#### Your instructions
In the E.N.V. engines text, can you rewrite the part that begins at the words "On 15 October" and stops after "a passing steamer.", replacing "steamer" with "vessel"?

#### Text passage

===

4-cylinder horizontally opposed, OHV engines
| Type | Year | Power | Capacity (cc) | Bore×Stroke (mm) | Weight (kg) | Manufactured in |
|---|---|---|---|---|---|---|
| 25/30 hp | 1909 | 24 hp (18 kW) at 1,200 rpm | 4,100 | 109×110 | 30 | France |
| H | 1910 | 30 hp (22 kW) at 1,200 rpm | 2,300 | 90×90 | 40 bare |  |
| 30 hp | 1910 | 30 hp (22 kW) | 3,050 | 80×120(?) | 60 |  |

==Applications==

Aircraft
| Type | Engine |
|---|---|
| Avro Type D | F |
| Avro Type E | F |
| Avro Duigan | D |
| B.E.2 | F |
| Billing tractor biplane | D |
| Blériot XII | D, F, FA |
| Bristol Boxkite | F |
| Bristol Challenger-England | F |
| Cody British Army Aeroplane No 1 | C |
| Cody Michelin Cup Biplane | C, F |
| Dufaux biplane | F |
| Farman pusher biplane | F |
| Fritz tractor monoplane | D |
| Grahame-White Blériot | F |
| Grahame-White Boxkite | F |
| Howard Wright 1910 monoplane | D, F |
| Howard Wright 1910 biplanes | F |
| Lane tractor monoplane | D |
| Molesworth tractor triplane | D |
| Mulliner 2 Knyplane | F |
| Neale tractor monoplane | H |
| Percival Parseval 1 tractor biplane | F |
| Perry Beadle flying boat | F |
| Piffard biplanes No.1-4 | D |
| Sanders 2 | F |
| Royal Aircraft Factory S.E.1 | F |
| Short S.29 | F |
| Skinner tractor monoplane | F |
| Swann tractor monoplane | D |
| Swann pusher biplane | D |
| Turcat-Mery-Rougier | F |
| Voisin 1907 biplane | A(?), C, F |
| Weiss No.2 | D |

Airships
|  | Engine |
|---|---|
| Duks JASTREB non-rigid | F |
| Izorsky GOLUB non-rigid | F |
| Marshall-Fox rigid | F |
| Moreing (Healey & Roberts) non-rigid | C |
| Willows No.5 non-rigid | F |
| Wellman non-rigid | F |

==Notable flights and prizes==
Aircraft powered by E.N.V engines, principally the type F, won considerable cash prizes at air meetings during 1909-10. At Heliopolis (near Cairo), in 1910, E.N.V. engines collected FF145,000 of the FF175,000 available prize money.

On 15 October 1910 Walter Wellman, a U.S. citizen, set out from Atlantic City to cross the Atlantic in a 345,000-cubic-foot (9,770 m^{3}) airship that he had built and named America. It had two engines, a 75 hp (56 kW) Lorraine-Dietrich and a 60 hp (45 kW) E.N.V. type F. The E.N.V was soon overheating and had to be shut down. After 69 hours of flight and having reached latitude 35°43′W and longitude 68°18′N and having covered a great circle distance of about 1,500 miles (2,400 km), they had to ditch, and the six crew were fortunate to be picked up unhurt by a passing steamer.

===

(Saved entries)
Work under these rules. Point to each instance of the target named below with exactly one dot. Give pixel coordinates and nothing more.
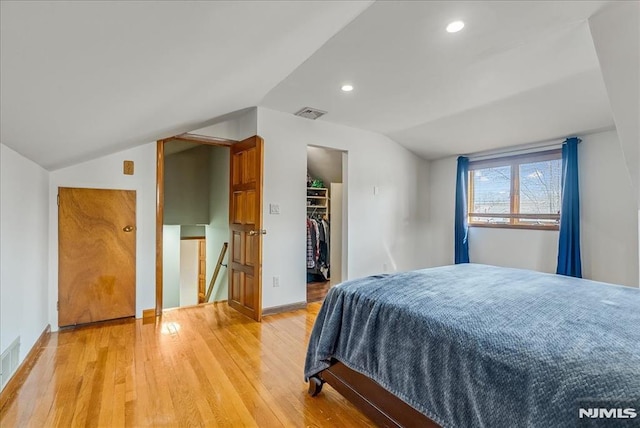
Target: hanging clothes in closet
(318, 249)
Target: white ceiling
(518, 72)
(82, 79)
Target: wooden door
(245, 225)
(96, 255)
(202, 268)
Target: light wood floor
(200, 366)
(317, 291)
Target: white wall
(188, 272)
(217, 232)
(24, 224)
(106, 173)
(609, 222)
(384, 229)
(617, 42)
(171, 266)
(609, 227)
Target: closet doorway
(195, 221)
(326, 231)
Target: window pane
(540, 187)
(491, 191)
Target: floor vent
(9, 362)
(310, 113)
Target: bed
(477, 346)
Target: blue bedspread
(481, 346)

===

#### Solution for this task
On 15 October 1910 Walter Wellman, a U.S. citizen, set out from Atlantic City to cross the Atlantic in a 345,000-cubic-foot (9,770 m^{3}) airship that he had built and named America. It had two engines, a 75 hp (56 kW) Lorraine-Dietrich and a 60 hp (45 kW) E.N.V. type F. The E.N.V was soon overheating and had to be shut down. After 69 hours of flight and having reached latitude 35°43′W and longitude 68°18′N and having covered a great circle distance of about 1,500 miles (2,400 km), they had to ditch, and the six crew were fortunate to be picked up unhurt by a passing vessel.